#### FRAGMENTO DE LECTURA

Estas fueron las experiencias que engendraron el sentimiento de
lo sagrado” (L’Uomo, 1989). Sentimiento que, debido a la
ignorancia primitiva, indefectiblemente tuvo que venir
acompañado del terror a lo desconocido, de la angustiosa
dependencia de ‘algo’ inexplicable, fuese natural o
sobrenatural, causa de la aparición y destrucción última de todo
lo viviente. Sentimiento de la mente individual, pero en el
mismo grado de la colectiva, en cuyo caso, “lo que digamos de la
religión debe ser cierto para los distintos miembros de la
familia”, como precisa Walter Kaufmann (Crítica de la Religión y
la Filosofía, FCE, 1983, p. 107). El sentimiento de la religión,
que comienza siendo personal, se alimenta necesariamente de la
cultura ambiental, que propicia la creación de los mitos y de
los ritos colectivos.
La tesis de
que la religión es un fenómeno psicológico ha sido contestada
por Émile Durkheim en su obra fundamental, Las formas
elementales de la vida religiosa (Alianza, 1993), que la
defiende como ‘producto social’, un factor necesario y decisivo,
utilitario en último término, para mantener la cohesión social.
Ambas teorías son rechazadas por Gustavo Bueno en El animal
divino (Pentalfa, 1985) donde propone definir la religión como
“religación de los hombres con los númenes”, entendiendo por
numen “un centro de voluntad e inteligencia” que puede estar
incardinado en humanos (chamanes, héroes, profetas, santos,
etc.) o en animales totémicos. La conclusión de Bueno es que
“los hombres hicieron a los dioses a imagen y semejanza de los
animales” (op. cit. pág. 170). Así, la religión dejaría de ser
un sentimiento de origen psicológico o social para convertirse
en una “categoría ontológico-antropológica, en una relación real
entre los hombres reales y los númenes reales”.

########
#### EXTRACTOS DE DATOS

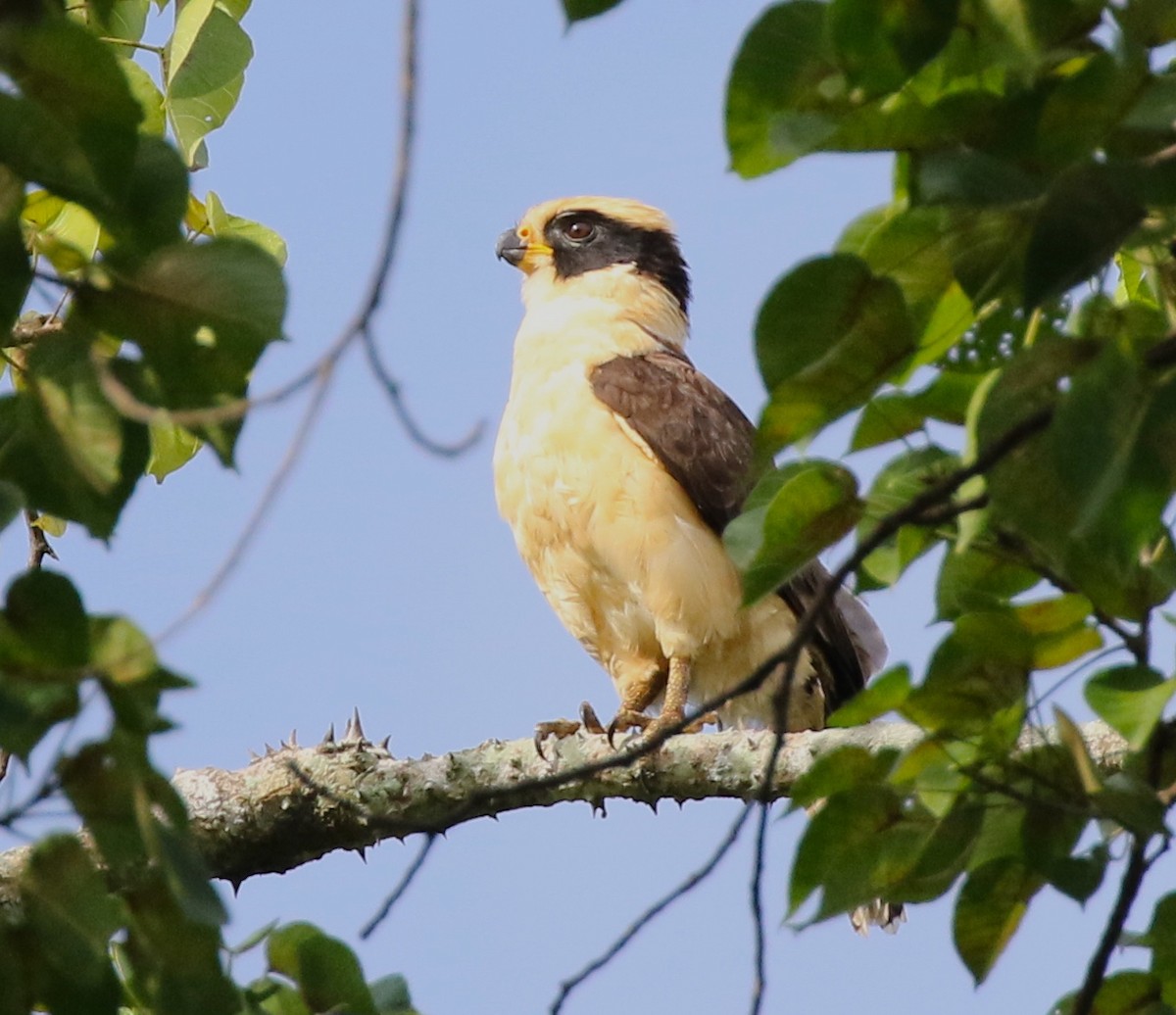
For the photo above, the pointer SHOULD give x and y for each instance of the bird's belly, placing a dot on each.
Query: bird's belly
(611, 538)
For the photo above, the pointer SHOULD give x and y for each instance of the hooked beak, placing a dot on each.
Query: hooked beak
(511, 248)
(515, 251)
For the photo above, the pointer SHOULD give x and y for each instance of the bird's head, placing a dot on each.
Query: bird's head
(583, 245)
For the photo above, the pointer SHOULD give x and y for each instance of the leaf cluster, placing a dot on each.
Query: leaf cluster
(1021, 273)
(168, 303)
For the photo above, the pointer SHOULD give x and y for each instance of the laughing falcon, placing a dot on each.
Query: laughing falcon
(617, 464)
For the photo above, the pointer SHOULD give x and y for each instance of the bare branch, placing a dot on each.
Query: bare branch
(297, 804)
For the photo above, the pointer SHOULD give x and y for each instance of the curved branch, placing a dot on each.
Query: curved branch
(299, 803)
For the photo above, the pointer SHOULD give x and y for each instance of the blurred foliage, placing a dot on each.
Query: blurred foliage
(119, 286)
(1018, 294)
(1014, 305)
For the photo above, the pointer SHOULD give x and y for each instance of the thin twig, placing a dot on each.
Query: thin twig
(683, 887)
(276, 481)
(401, 888)
(38, 544)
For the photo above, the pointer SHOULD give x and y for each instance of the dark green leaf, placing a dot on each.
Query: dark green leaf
(187, 875)
(885, 693)
(1130, 992)
(391, 995)
(64, 445)
(16, 270)
(892, 416)
(582, 10)
(1162, 934)
(976, 679)
(858, 845)
(74, 917)
(839, 770)
(880, 45)
(992, 903)
(1133, 803)
(203, 315)
(57, 63)
(326, 970)
(1132, 699)
(45, 625)
(1088, 212)
(828, 334)
(900, 481)
(979, 579)
(945, 854)
(30, 708)
(814, 505)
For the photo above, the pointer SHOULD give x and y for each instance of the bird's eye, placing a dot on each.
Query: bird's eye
(579, 229)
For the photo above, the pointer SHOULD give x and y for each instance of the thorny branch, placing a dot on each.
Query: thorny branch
(299, 803)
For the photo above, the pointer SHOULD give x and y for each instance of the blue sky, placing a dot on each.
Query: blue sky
(383, 578)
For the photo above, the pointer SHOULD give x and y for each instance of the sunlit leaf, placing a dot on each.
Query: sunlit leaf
(326, 970)
(828, 334)
(207, 57)
(1132, 699)
(812, 504)
(201, 314)
(976, 679)
(880, 45)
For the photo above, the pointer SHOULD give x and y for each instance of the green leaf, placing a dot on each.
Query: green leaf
(976, 679)
(45, 623)
(1088, 212)
(828, 334)
(74, 917)
(912, 247)
(206, 60)
(857, 846)
(900, 481)
(812, 505)
(880, 45)
(892, 416)
(59, 64)
(172, 447)
(979, 579)
(222, 223)
(1070, 737)
(1095, 519)
(781, 60)
(326, 970)
(203, 315)
(1132, 699)
(187, 875)
(582, 10)
(121, 651)
(1130, 991)
(64, 445)
(1162, 934)
(885, 693)
(992, 903)
(841, 769)
(391, 995)
(16, 270)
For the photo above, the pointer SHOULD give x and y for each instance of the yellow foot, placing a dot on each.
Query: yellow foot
(626, 719)
(560, 728)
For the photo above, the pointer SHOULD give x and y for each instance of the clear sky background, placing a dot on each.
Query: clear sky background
(383, 578)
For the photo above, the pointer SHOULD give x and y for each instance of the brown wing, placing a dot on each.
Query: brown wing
(698, 433)
(707, 444)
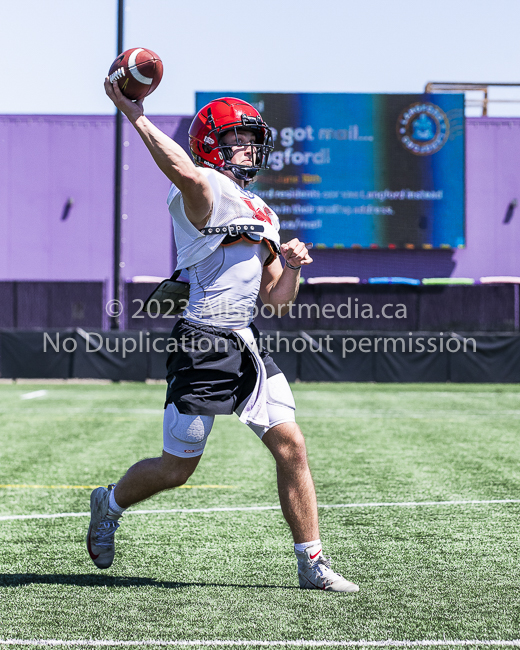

########

§ **EJERCICIO 1**: Enumera las personas que el texto sobre el origen de la religión menciona con nombre y apellido.
§ **EJERCICIO 2**: Transcribe sin cambios el pasaje del texto sobre el origen de la religión que empieza con las palabras que contienen "Estas fueron las" y termina con "los ritos colectivos.".
El material procede de otra fuente.

§ **RESULTADO 1**: Walter Kaufmann, Émile Durkheim y Gustavo Bueno.

§ **RESULTADO 2**:
Estas fueron las experiencias que engendraron el sentimiento de
lo sagrado” (L’Uomo, 1989). Sentimiento que, debido a la
ignorancia primitiva, indefectiblemente tuvo que venir
acompañado del terror a lo desconocido, de la angustiosa
dependencia de ‘algo’ inexplicable, fuese natural o
sobrenatural, causa de la aparición y destrucción última de todo
lo viviente. Sentimiento de la mente individual, pero en el
mismo grado de la colectiva, en cuyo caso, “lo que digamos de la
religión debe ser cierto para los distintos miembros de la
familia”, como precisa Walter Kaufmann (Crítica de la Religión y
la Filosofía, FCE, 1983, p. 107). El sentimiento de la religión,
que comienza siendo personal, se alimenta necesariamente de la
cultura ambiental, que propicia la creación de los mitos y de
los ritos colectivos.